Recorded data
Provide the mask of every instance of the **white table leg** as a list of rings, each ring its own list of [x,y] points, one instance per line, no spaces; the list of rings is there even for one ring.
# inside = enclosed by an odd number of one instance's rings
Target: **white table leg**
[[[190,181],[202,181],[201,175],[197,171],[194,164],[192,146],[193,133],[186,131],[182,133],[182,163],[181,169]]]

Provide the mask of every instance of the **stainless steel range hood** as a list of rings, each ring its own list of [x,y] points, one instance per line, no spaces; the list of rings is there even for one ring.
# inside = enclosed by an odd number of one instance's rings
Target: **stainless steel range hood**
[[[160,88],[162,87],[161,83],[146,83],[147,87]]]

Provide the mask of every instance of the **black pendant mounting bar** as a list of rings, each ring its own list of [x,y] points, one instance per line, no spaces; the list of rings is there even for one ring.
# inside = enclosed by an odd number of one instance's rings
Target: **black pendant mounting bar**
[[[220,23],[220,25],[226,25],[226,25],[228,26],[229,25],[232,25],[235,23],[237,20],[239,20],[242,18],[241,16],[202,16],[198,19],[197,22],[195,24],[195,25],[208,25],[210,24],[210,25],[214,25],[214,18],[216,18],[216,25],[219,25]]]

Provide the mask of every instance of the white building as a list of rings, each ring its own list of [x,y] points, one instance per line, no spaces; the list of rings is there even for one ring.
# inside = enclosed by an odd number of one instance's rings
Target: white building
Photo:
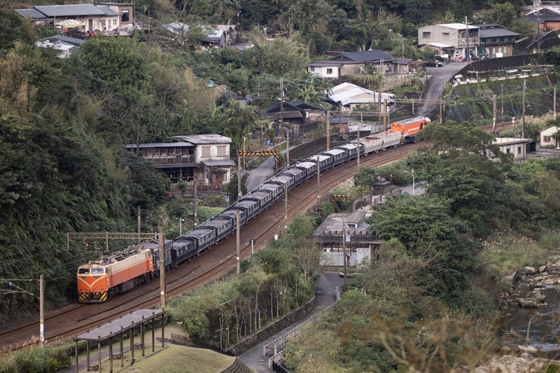
[[[385,101],[387,104],[394,104],[391,99],[394,97],[392,93],[382,92],[382,103]],[[360,105],[379,104],[379,94],[351,83],[343,83],[332,88],[328,98],[335,105],[340,105],[342,111],[348,111]]]
[[[552,145],[556,149],[560,149],[560,141],[552,137],[552,135],[558,132],[560,128],[556,126],[552,126],[543,129],[540,132],[540,146],[543,147],[547,145]]]

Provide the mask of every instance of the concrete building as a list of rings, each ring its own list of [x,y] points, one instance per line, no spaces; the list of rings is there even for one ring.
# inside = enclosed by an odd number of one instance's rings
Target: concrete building
[[[372,231],[370,225],[362,221],[365,211],[350,213],[331,213],[315,231],[313,239],[323,248],[327,260],[323,265],[344,266],[344,248],[349,257],[349,265],[354,265],[371,258],[373,246],[379,245],[381,239]],[[346,244],[342,244],[343,236]]]
[[[534,143],[532,139],[517,139],[513,137],[498,137],[494,141],[502,153],[512,154],[514,160],[524,160],[527,154],[532,151],[531,144]],[[484,152],[487,155],[487,152]]]
[[[136,153],[165,172],[172,181],[178,180],[218,186],[231,181],[230,159],[232,139],[219,134],[174,136],[172,143],[127,145]]]
[[[83,23],[88,31],[113,31],[132,24],[132,3],[41,5],[15,11],[35,23],[59,24],[66,20]]]
[[[382,92],[382,103],[386,100],[388,104],[393,104],[392,93]],[[351,83],[343,83],[334,87],[328,97],[329,101],[339,106],[342,111],[351,111],[360,105],[379,104],[379,92],[363,88]]]
[[[368,66],[371,65],[382,73],[387,73],[393,70],[395,61],[394,57],[380,49],[350,52],[330,59],[314,61],[307,65],[307,71],[320,78],[340,79],[349,75],[365,73]],[[401,65],[405,62],[399,61]],[[404,68],[399,66],[399,69]]]
[[[429,45],[439,55],[458,56],[507,57],[512,55],[518,34],[503,29],[499,24],[444,23],[418,29],[418,45]]]
[[[560,128],[552,126],[543,129],[540,132],[540,147],[542,148],[547,145],[554,146],[554,148],[560,149],[560,141],[552,137]]]

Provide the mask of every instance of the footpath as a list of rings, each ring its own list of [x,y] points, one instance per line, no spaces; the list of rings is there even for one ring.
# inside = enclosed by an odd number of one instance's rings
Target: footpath
[[[293,329],[294,327],[301,324],[314,315],[318,314],[326,307],[335,303],[335,302],[336,302],[335,288],[337,286],[342,287],[344,279],[340,277],[338,272],[324,272],[315,285],[315,298],[317,304],[315,311],[295,324],[288,326],[284,330],[270,337],[255,347],[245,351],[239,356],[239,359],[241,359],[245,365],[254,368],[258,373],[272,372],[272,370],[268,369],[268,358],[262,357],[262,348],[272,341],[287,333],[288,331]]]

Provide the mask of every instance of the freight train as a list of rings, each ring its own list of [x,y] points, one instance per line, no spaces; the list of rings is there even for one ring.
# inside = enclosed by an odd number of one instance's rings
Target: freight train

→ EXERCISE REQUIREMENTS
Could you copy all of the items above verbatim, leaving out the pictures?

→ TASK SOLUTION
Provide the mask of every instance of the **white table leg** as a list of rings, each ring its own list of [x,y] points, one instance per line, no spaces; the list of rings is there even for one ring.
# inside = enclosed by an odd number of one instance's rings
Target: **white table leg**
[[[190,181],[202,181],[201,175],[197,171],[194,164],[192,146],[193,133],[186,131],[182,133],[182,163],[181,169]]]

Provide the mask of every instance of the **stainless steel range hood** as a list of rings, each ring its own list of [x,y] points, one instance per line, no spaces; the list of rings is there even for one ring.
# inside = enclosed by an odd number of one instance's rings
Target: **stainless steel range hood**
[[[160,88],[162,87],[161,83],[146,83],[147,87]]]

Provide the mask of every instance of the **black pendant mounting bar** as a list of rings, each ring its own list of [x,y] points, one instance per line, no spaces; the list of rings is there even for one ring.
# inside = enclosed by an odd number of one instance's rings
Target: **black pendant mounting bar**
[[[220,23],[220,25],[226,25],[226,25],[228,26],[229,25],[232,25],[235,23],[237,20],[239,20],[242,18],[241,16],[202,16],[198,19],[197,22],[195,24],[195,25],[208,25],[210,24],[210,25],[214,25],[214,18],[216,18],[216,25],[219,25]]]

Provide the mask of every instance of the white building as a list of rings, each ring its own list of [x,y] points, one instance per line, no spaces; the list of rings is there even for one ring.
# inside = enclosed by an odd number of one instance's rings
Target: white building
Photo:
[[[385,101],[387,104],[394,104],[391,99],[394,97],[392,93],[382,92],[382,103]],[[360,105],[379,104],[379,94],[351,83],[343,83],[332,88],[328,98],[335,105],[340,105],[342,111],[348,111]]]
[[[552,145],[556,149],[560,149],[560,141],[552,137],[552,135],[558,132],[560,128],[556,126],[552,126],[543,129],[540,132],[540,146],[543,147],[547,145]]]

Provide the mask of every instance of the concrete building as a list of rings, each ring its own list of [x,y] points, one instance per line, no spaces; the list of rings is there even for one ring.
# inside = enclosed by an odd number of one instance's rings
Target: concrete building
[[[372,231],[370,225],[362,221],[365,211],[350,213],[331,213],[315,231],[313,239],[323,248],[327,260],[323,265],[344,266],[344,248],[349,257],[349,265],[354,265],[371,258],[373,246],[379,245],[381,239]],[[346,244],[342,244],[343,236]]]
[[[534,143],[532,139],[517,139],[513,137],[498,137],[494,141],[502,153],[512,154],[514,160],[524,160],[527,154],[532,151],[531,144]],[[484,152],[487,155],[487,152]]]
[[[136,153],[165,172],[172,181],[178,180],[218,186],[231,181],[230,159],[232,139],[219,134],[174,136],[172,143],[127,145]]]
[[[83,23],[88,31],[113,31],[132,24],[132,3],[41,5],[15,11],[35,23],[59,24],[66,20]]]
[[[382,92],[382,103],[386,100],[388,104],[393,104],[392,93]],[[351,83],[343,83],[334,87],[328,97],[329,101],[339,106],[342,111],[351,111],[360,105],[379,104],[379,92],[363,88]]]
[[[368,66],[371,65],[382,73],[387,73],[393,70],[395,61],[394,57],[380,49],[350,52],[330,59],[314,61],[307,65],[307,71],[320,78],[340,79],[349,75],[365,73]],[[401,65],[405,62],[399,61]],[[404,68],[399,66],[399,69]]]
[[[429,45],[439,55],[458,56],[507,57],[512,55],[518,34],[503,29],[499,24],[444,23],[418,29],[418,45]]]
[[[560,128],[552,126],[543,129],[540,132],[540,147],[542,148],[547,145],[554,146],[554,148],[560,149],[560,141],[552,137]]]

Provide the mask of every instance of the footpath as a list of rings, each ring its own list of [x,y] points, one instance per line, no spaces; the list of rings is there even for one ring.
# inside = enclosed by an odd number of one instance's rings
Target: footpath
[[[293,329],[294,327],[301,324],[314,315],[318,314],[326,307],[335,303],[335,302],[336,302],[335,288],[337,286],[342,287],[344,279],[340,277],[338,272],[324,272],[315,285],[315,298],[317,304],[315,311],[295,324],[288,326],[284,330],[270,337],[255,347],[245,351],[239,356],[239,359],[241,359],[245,365],[254,368],[258,373],[272,372],[272,370],[268,369],[268,358],[262,357],[262,348],[272,341],[287,333],[288,331]]]

Provide the mask of every instance of the freight train as a list of rings, each ring its own list of [x,y] points, one instance per line, no spaces; the list of rings is there even for one ring.
# inside = enclosed by an odd number of one instance's rings
Target: freight train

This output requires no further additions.